*Tâche demandée 1*: Pour chacune des affirmations suivantes, dites si elle concorde avec le texte sur l'hommage à la crue de 1910, en répondant par oui ou par non et en citant mot pour mot les termes du texte qui tranchent. (a) Eau de Paris gère la distribution de l'eau dans la capitale. (b) Les œuvres proposées par l'artiste sont des photographies laissées sans retouche. (c) L'une des images montre un nageur place de la Concorde.
*Tâche demandée 2*: Sélectionnez toutes les lignes des données qui contiennent la chaîne "shoulder", en tenant compte de la casse.

*Texte fourni*:

--- --- ---

Eau de Paris qui gère la distribution de l'eau dans la capitale a proposé au photographe Hervé Bernard de rendre un hommage à la crue de 1910 tout en sensibilisant l'opinion à ce risque de catastrophe naturelle.
Bir-Hakeim
Et demain ?
La station du métro aérien Bir-Hakeim
Les oeuvres que l'artiste propose sont des "photographies retravaillées" qui, par leur évocation d'une catastrophe, nous transportent en même temps du côté de l'humour et du saisissement.
Grand-Palais
Et demain ?
Le Grand-Palais
On pourrait croire que chaque image est comme une vision d'apocalypse, à ceci près qu'elle fait ou peut faire aussi sourire. En effet : un hors‐bord et une mouette dans le grand Palais, un nageur place de la Bastille, un torrent dévalant un escalier de métro...
Concorde
Et demain ?
La station de métro Concorde
L'humour, on le sait, est un moyen de calmer les angoisses que des phénomènes inattendus peuvent faire naître en nous.

--- --- ---

Extraits de données d'annotation de localisation:
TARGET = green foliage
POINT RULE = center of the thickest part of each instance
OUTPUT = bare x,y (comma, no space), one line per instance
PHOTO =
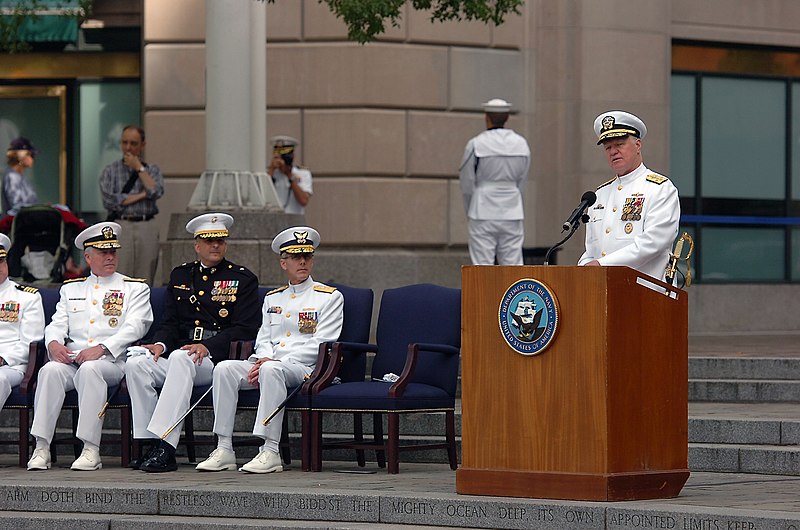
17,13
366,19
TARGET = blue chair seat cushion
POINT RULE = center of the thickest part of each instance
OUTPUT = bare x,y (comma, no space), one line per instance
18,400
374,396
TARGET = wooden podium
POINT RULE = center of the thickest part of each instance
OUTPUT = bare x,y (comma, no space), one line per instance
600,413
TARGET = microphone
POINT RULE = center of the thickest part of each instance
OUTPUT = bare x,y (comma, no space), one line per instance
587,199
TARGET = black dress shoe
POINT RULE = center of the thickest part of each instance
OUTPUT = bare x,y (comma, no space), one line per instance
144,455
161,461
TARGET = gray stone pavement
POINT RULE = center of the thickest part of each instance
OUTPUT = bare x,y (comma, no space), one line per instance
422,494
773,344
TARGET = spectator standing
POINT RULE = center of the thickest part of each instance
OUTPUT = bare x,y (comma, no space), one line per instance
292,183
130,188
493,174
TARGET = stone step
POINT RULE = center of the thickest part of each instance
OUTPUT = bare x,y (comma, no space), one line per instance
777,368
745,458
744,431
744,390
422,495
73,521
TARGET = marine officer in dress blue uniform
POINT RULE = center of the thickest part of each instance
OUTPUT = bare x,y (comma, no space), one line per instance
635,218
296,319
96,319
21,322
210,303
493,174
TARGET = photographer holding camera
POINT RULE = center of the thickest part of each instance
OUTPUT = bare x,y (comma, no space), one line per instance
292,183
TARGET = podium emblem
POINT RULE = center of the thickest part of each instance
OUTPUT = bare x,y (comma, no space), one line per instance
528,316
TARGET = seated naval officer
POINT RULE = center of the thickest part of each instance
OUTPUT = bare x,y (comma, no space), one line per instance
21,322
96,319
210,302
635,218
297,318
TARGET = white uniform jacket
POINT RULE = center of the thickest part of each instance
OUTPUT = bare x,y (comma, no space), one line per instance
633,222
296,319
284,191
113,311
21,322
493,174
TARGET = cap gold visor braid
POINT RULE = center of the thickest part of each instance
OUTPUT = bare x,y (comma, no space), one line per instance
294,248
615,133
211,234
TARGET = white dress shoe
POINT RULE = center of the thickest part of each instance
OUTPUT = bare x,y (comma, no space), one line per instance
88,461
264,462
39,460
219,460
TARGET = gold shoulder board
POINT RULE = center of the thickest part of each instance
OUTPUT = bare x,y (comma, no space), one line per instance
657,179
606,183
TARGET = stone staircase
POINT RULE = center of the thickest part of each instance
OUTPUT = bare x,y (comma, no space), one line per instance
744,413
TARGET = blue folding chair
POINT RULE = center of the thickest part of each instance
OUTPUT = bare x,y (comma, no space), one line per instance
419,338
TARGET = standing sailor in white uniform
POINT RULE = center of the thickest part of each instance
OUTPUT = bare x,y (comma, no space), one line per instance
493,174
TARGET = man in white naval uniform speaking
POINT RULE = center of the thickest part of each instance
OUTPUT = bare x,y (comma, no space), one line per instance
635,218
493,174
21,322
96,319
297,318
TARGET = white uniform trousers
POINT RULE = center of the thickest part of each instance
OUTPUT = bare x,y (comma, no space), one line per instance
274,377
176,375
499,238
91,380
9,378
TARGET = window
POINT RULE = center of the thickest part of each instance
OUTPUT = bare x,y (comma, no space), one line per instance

--- --- ---

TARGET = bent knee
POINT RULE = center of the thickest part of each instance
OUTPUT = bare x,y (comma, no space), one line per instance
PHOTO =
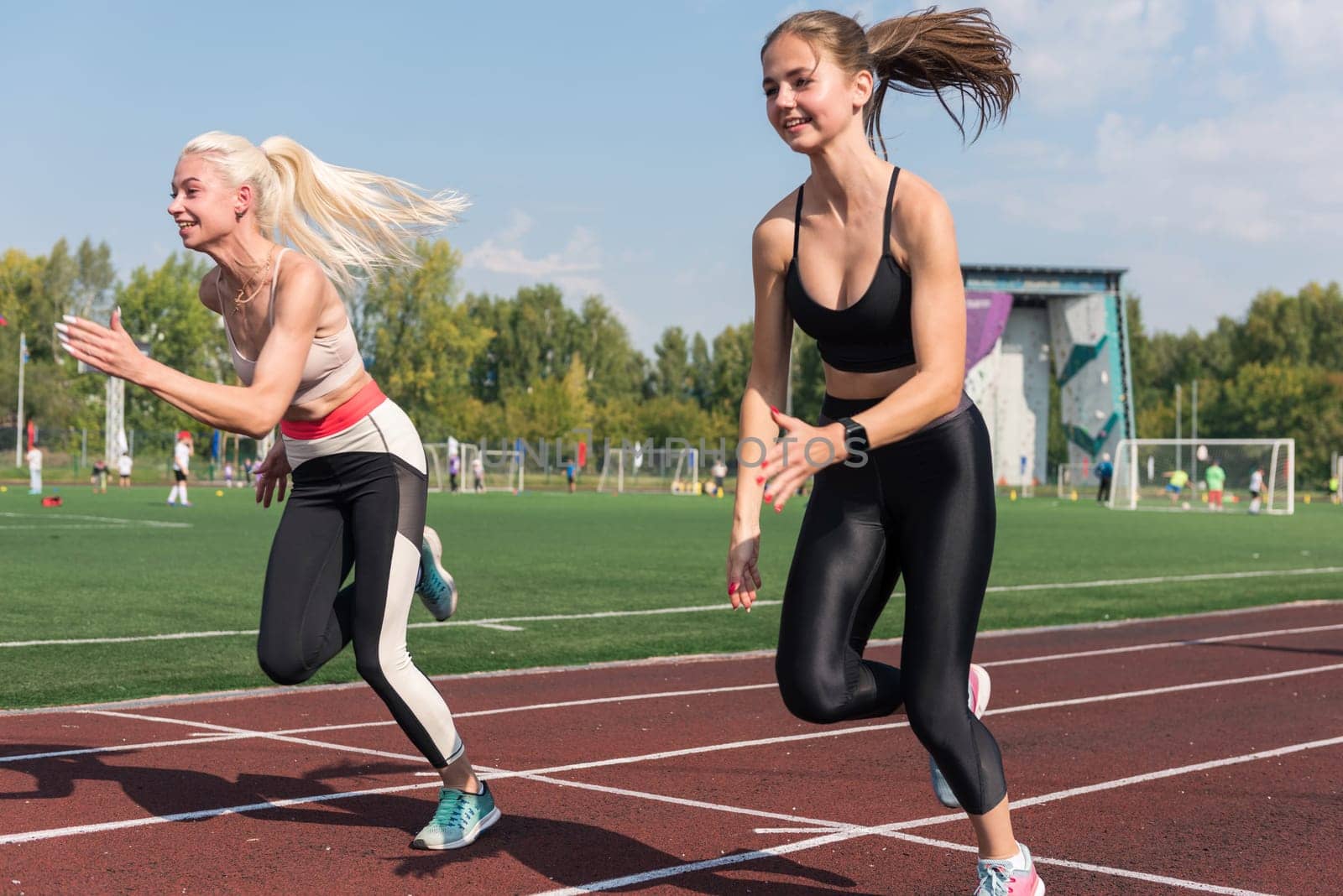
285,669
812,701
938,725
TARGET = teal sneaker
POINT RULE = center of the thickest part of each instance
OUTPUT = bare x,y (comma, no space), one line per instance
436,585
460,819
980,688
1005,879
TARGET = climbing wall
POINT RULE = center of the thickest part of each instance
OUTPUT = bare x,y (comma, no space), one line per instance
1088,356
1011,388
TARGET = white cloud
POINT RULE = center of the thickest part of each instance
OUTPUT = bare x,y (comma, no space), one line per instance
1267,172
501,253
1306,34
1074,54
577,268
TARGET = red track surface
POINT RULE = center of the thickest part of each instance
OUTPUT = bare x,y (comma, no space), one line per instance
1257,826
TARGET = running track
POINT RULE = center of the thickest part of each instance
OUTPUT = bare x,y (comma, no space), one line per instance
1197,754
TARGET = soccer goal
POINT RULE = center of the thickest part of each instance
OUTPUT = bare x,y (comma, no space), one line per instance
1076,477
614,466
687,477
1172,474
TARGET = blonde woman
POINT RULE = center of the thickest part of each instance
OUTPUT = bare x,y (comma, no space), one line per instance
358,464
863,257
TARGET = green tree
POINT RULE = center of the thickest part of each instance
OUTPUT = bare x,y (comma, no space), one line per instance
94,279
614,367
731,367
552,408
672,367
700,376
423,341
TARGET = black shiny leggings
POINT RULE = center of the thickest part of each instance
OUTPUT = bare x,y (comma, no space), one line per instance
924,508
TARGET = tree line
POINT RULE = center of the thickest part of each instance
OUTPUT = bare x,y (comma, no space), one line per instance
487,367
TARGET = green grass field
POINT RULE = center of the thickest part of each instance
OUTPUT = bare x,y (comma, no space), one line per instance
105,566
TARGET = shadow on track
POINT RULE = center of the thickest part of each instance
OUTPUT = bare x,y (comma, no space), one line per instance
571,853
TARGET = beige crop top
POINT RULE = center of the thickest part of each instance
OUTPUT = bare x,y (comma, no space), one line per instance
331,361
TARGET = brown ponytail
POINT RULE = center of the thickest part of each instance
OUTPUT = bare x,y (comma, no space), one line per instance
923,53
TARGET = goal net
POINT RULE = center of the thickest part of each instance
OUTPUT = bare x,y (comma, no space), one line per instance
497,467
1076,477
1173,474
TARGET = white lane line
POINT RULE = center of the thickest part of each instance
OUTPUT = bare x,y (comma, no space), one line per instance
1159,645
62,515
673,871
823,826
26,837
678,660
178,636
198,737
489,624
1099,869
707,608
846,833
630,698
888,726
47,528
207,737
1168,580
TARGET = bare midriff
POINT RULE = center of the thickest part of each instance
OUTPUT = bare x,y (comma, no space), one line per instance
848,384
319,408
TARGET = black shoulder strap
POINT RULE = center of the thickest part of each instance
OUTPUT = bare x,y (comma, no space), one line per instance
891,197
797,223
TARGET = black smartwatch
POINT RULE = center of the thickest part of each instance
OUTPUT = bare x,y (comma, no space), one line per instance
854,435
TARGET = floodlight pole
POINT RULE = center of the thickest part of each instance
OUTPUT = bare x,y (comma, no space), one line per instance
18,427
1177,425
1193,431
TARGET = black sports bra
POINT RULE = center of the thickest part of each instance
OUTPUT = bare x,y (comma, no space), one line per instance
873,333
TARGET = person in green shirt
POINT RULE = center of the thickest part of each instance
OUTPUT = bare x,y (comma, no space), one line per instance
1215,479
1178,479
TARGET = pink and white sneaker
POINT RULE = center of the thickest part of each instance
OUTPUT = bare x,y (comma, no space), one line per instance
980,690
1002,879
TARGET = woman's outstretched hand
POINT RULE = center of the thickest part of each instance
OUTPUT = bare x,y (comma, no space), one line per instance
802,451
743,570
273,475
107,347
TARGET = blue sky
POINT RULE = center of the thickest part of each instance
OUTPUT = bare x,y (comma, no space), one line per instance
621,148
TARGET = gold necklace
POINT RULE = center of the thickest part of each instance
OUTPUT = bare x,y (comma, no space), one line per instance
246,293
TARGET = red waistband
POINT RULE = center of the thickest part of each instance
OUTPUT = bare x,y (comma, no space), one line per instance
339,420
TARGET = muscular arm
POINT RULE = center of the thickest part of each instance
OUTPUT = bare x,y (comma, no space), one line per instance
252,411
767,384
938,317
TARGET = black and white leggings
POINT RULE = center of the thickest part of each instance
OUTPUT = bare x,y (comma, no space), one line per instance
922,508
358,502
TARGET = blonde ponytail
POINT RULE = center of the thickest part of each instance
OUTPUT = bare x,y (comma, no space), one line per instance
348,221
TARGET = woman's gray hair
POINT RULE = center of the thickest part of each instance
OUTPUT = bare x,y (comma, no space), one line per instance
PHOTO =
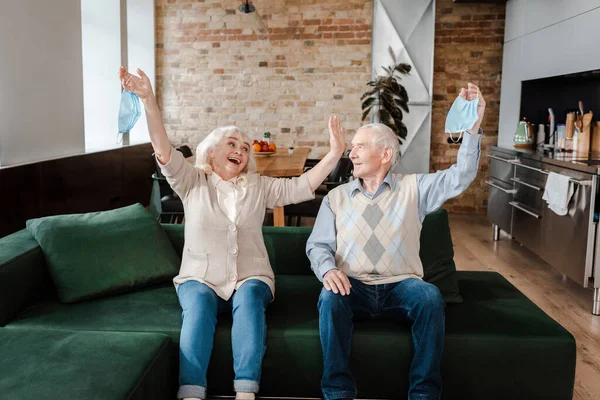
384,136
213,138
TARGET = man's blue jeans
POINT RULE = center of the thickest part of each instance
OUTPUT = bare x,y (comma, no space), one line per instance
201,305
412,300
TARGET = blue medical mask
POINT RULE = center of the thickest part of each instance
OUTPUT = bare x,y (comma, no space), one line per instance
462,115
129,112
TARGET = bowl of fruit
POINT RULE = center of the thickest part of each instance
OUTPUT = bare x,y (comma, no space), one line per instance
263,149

--- --- ---

*Réponse correcte 1*:
(a) Oui : « qui gère la distribution de l'eau dans la capitale ».
(b) Non : « photographies retravaillées ».
(c) Non : « un nageur place de la Bastille ».

*Réponse correcte 2*:
TARGET = gold shoulder board
TARGET = black shoulder strap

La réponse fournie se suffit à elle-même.